## PROBLEM
Reproduce the listing below word for word.

%%

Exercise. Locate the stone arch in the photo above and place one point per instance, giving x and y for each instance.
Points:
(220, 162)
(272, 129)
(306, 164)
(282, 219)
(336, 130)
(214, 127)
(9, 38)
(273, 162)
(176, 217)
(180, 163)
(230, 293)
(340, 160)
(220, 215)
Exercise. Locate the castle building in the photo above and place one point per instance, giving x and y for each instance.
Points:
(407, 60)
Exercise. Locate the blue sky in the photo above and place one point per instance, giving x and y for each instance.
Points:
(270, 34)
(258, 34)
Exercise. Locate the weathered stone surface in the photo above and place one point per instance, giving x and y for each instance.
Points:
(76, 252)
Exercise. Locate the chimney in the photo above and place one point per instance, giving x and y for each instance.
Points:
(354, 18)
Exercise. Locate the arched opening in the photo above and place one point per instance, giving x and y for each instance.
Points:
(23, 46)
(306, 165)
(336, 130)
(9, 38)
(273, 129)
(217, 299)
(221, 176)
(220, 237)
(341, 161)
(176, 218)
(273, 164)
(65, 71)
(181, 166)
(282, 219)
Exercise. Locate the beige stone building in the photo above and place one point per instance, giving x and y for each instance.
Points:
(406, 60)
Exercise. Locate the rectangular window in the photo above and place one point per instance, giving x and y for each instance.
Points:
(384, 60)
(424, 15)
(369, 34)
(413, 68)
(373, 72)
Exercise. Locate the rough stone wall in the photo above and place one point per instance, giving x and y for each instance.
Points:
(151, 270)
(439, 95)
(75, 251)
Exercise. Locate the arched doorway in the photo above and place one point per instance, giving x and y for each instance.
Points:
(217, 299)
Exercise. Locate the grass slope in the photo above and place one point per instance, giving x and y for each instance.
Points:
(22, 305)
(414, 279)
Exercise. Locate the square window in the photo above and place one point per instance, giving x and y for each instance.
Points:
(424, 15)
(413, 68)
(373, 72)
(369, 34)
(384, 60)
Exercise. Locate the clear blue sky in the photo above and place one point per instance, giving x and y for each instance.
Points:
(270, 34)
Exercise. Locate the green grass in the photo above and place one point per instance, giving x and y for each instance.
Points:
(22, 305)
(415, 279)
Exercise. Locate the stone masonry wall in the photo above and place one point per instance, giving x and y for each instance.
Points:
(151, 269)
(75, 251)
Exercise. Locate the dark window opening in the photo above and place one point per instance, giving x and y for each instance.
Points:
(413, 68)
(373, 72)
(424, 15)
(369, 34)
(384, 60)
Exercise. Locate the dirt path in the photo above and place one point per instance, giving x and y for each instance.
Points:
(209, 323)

%%

## COMPLETED TASK
Exercise. Locate the stone arch in the photo above and place one point per instance, giving x and y for each instance.
Points:
(220, 162)
(272, 129)
(306, 164)
(282, 219)
(336, 130)
(214, 127)
(9, 38)
(273, 162)
(176, 217)
(180, 163)
(230, 293)
(340, 160)
(220, 215)
Exercise. Locate the castle building in the photo above and place one point per instance, giving x and y for each instance.
Points:
(407, 60)
Exercise. Locate the blue sky in the photo above and place one point per instance, giving x and y for each instance.
Points:
(270, 34)
(258, 34)
Exercise. Locate the weathered stone surface in the photo above and place one point per instance, giving x and y for each instance.
Points:
(76, 252)
Exercise. Locate the chimney in the photo above and place one point per instance, giving x and y for each instance.
Points:
(354, 18)
Exercise. Locate the arched opening in the photo above and place one point per instance, giving x and y for each instance.
Points:
(23, 46)
(306, 165)
(336, 130)
(9, 38)
(273, 129)
(217, 299)
(221, 176)
(220, 237)
(341, 161)
(176, 218)
(273, 164)
(65, 71)
(181, 166)
(282, 219)
Exercise. Locate the beige stone building in the photo above and place one point per instance, giving x and y for each instance.
Points:
(406, 60)
Exercise. Locate the rectangular window in the photo above and place one point per instance, giving x and y for each instance.
Points:
(384, 60)
(424, 15)
(369, 34)
(413, 68)
(373, 72)
Exercise. Locate the rough stone wall in the photo above and place one point per instance, giving x and y for each instance.
Points:
(151, 270)
(439, 95)
(75, 251)
Exercise. Locate the arched doorway in the photo above and place one point per instance, giving x and y for each instance.
Points:
(217, 299)
Exercise. Locate the grass slope in the photo above and place one point per instance, giving x and y for each instance.
Points:
(22, 305)
(414, 279)
Exercise. Locate the square window in the photo above and place one point per instance, giving x and y for each instance.
Points:
(424, 15)
(413, 68)
(373, 72)
(369, 34)
(384, 60)
Exercise. Locate the clear blue sky in the photo above and place one point per instance, giving x and y for each instance.
Points:
(270, 34)
Exercise. Locate the green grass in the photo above and place one point per instance, giving x and y for each instance.
Points:
(22, 305)
(415, 279)
Exercise. Locate the stone masonry wall in the photo above and place one point per instance, giving x and y for each instance.
Points:
(151, 269)
(75, 251)
Exercise. Locate the dark window opening in the photo above and place one point per instance, giving x and y for each instance.
Points:
(413, 68)
(373, 72)
(424, 15)
(369, 34)
(384, 60)
Exercise. Locate the dirt path in the photo above and place one point per instance, giving x and y for each instance.
Points:
(209, 323)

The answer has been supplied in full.